PASSAGE TO READ:
Overthrowing Roe v Wade is a retrograde step and the rights of women have been seriously undermined and not only that, as in the States that have now banned abortions, this is effecting the poor rather than the not so poor. As some of the not so poor could travel to other states who still allow abortions, but the poor can’t afford to do so. But banning abortions will not stop then, but it may reduce then, as the poor will more than likely still wish to have an abortion and will therefore find a ‘back street’ abortion, which is more than likely to mean the women and her to be born baby will be at more serious harm. Yes, the baby will still die, but in circumstances which are far from good and there is a very strong likelihood that the women could receive great serious harm and in some instances death.

The anti-abortionist are now elated that they have gotten their way, but at great cost to women and in doing so have returned women’s rights to medieval times, instead of the 21st century.

In reversing Roe v Wade it is not a great achievement, but forcing all to live their lives by strict, outdated Christian principles, which even in the 1600s were viewed to be extreme, hence the Pilgrim Fathers left England to the Netherlands before embarking on their voyage to the New America. In doing so they also seriously infringed the rights and lives of the Native Americans, who they treated abominably, pushing them off their own lands and killing them when they resisted, is that any different to Russia in Ukraine.

If the Pilgrim Father were doing this today, it could be viewed as a form of terrorism.

INFORMATION SUPPLIED:
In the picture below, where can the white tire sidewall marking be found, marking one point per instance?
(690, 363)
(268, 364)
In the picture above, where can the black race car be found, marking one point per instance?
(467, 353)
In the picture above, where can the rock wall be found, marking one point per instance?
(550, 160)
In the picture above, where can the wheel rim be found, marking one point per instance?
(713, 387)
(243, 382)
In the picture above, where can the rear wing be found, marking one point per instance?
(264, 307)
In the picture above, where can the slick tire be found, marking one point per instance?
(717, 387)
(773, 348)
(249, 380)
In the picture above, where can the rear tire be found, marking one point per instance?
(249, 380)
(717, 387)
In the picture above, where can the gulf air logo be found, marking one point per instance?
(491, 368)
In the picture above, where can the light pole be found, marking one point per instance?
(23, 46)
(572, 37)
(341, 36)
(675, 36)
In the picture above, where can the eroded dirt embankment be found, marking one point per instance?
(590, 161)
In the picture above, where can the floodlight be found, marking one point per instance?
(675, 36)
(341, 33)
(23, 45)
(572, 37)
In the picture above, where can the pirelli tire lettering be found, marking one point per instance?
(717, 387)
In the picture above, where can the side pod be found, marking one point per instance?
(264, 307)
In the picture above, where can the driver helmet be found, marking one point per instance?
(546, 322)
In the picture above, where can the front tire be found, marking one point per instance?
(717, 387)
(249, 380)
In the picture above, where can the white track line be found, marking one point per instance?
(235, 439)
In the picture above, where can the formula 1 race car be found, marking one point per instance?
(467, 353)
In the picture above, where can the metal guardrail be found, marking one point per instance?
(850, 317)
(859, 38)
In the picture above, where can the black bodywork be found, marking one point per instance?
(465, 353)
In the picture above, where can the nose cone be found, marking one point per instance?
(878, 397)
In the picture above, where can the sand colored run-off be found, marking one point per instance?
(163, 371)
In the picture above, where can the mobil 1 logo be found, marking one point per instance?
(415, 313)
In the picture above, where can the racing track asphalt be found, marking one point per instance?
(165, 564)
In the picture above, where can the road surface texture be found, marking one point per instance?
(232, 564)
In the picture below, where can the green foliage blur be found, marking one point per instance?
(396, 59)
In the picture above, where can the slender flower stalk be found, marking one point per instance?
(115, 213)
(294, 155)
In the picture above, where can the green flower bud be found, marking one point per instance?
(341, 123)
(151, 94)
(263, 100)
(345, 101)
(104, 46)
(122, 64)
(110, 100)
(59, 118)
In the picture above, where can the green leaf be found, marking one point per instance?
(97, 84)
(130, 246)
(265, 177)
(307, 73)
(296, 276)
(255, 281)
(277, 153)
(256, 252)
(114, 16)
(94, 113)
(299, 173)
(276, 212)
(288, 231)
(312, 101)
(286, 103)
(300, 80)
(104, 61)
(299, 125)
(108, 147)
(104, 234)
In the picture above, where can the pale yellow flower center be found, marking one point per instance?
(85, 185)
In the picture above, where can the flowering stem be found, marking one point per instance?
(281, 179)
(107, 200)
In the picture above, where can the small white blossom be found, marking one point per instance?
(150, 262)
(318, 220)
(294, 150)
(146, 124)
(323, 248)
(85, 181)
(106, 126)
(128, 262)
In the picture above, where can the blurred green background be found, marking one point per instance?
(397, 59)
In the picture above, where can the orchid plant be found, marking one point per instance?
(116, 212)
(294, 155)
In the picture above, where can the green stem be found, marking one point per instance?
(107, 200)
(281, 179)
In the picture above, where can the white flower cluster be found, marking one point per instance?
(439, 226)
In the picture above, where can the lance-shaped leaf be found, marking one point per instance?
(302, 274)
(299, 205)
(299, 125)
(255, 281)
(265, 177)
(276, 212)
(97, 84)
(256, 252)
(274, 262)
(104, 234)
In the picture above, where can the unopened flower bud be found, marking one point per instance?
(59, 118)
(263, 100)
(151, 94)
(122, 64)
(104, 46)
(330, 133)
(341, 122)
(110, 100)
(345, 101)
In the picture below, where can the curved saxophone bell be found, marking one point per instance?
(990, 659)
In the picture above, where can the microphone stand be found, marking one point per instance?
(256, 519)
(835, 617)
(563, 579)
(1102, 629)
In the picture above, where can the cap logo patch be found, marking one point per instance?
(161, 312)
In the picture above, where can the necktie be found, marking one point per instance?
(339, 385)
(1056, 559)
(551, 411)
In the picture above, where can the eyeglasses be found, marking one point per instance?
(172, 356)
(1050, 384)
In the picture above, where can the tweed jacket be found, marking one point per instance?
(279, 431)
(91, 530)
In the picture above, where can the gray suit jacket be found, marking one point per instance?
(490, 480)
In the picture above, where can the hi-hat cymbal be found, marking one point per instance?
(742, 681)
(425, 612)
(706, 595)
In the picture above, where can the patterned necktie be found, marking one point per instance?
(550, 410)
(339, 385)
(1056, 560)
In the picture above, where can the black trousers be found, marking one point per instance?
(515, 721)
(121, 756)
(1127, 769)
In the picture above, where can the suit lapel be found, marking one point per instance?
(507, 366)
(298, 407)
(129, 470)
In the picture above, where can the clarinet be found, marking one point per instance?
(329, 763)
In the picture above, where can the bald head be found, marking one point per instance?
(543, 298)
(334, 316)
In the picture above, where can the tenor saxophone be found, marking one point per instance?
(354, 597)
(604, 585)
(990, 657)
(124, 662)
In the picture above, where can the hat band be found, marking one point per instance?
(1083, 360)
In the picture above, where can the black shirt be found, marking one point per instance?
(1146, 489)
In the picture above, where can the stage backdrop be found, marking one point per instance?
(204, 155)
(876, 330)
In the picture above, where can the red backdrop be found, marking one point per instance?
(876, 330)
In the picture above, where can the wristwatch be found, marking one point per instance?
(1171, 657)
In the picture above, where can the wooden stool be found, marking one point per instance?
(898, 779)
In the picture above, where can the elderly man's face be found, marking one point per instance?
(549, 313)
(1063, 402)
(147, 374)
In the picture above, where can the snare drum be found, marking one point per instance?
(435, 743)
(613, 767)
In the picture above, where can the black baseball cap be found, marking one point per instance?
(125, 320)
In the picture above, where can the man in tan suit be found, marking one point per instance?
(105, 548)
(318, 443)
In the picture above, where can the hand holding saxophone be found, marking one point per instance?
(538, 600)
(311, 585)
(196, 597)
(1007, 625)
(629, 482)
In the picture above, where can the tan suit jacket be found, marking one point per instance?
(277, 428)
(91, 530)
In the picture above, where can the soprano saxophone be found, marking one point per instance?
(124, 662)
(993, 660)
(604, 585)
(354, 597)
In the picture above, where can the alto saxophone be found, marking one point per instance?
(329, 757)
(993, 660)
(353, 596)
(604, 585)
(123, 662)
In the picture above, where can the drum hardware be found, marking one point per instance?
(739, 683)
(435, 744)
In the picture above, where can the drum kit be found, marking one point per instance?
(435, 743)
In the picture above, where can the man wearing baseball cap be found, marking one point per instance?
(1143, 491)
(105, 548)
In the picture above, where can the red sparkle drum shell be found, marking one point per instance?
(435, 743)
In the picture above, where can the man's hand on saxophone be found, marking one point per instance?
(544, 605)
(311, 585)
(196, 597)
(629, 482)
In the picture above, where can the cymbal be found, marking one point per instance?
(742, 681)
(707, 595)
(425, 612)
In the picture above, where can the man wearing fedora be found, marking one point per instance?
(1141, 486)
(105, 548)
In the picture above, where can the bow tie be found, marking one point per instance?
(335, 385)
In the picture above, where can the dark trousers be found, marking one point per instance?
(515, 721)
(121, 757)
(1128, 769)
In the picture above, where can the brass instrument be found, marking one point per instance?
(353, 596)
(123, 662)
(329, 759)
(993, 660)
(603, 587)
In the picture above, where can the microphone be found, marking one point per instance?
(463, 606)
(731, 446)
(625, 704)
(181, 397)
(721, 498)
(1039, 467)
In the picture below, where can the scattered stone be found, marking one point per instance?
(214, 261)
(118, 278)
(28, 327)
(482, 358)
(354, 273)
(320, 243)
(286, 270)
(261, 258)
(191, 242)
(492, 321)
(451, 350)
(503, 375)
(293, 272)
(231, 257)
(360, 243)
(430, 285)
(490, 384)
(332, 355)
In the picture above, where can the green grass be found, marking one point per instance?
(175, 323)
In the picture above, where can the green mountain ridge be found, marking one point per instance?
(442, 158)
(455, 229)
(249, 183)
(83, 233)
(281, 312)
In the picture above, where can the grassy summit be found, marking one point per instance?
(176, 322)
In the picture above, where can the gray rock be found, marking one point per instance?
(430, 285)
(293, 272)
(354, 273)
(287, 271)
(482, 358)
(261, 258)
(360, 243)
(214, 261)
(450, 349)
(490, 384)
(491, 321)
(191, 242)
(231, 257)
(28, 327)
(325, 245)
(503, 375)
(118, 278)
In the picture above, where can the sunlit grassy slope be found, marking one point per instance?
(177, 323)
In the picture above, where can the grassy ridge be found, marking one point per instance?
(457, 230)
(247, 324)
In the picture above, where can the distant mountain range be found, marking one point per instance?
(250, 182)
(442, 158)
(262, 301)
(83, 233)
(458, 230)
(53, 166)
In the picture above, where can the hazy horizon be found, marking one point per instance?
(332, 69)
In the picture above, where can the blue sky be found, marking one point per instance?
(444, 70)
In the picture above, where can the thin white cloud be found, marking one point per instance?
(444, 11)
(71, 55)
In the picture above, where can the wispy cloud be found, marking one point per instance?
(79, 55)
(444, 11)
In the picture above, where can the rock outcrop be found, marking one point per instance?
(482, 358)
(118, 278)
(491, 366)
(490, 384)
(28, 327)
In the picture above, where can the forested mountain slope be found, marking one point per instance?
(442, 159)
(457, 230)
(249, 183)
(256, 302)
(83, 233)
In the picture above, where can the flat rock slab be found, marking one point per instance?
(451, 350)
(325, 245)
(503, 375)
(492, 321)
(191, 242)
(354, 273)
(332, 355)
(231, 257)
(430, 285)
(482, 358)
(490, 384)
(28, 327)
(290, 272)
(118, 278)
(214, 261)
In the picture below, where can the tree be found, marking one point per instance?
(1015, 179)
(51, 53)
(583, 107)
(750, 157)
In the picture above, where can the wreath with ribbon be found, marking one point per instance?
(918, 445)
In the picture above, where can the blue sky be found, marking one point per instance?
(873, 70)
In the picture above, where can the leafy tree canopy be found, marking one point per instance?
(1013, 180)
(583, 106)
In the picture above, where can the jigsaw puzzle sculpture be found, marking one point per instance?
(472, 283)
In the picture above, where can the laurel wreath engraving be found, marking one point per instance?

WHAT TO PRODUCE: Change "retrograde" to "backward" in the piece on overturning Roe v Wade, then write out the section from "Overthrowing Roe v" up to and including "some instances death.". The records come from a different source than the text.

WORKED SOLUTION:
Overthrowing Roe v Wade is a backward step and the rights of women have been seriously undermined and not only that, as in the States that have now banned abortions, this is effecting the poor rather than the not so poor. As some of the not so poor could travel to other states who still allow abortions, but the poor can’t afford to do so. But banning abortions will not stop then, but it may reduce then, as the poor will more than likely still wish to have an abortion and will therefore find a ‘back street’ abortion, which is more than likely to mean the women and her to be born baby will be at more serious harm. Yes, the baby will still die, but in circumstances which are far from good and there is a very strong likelihood that the women could receive great serious harm and in some instances death.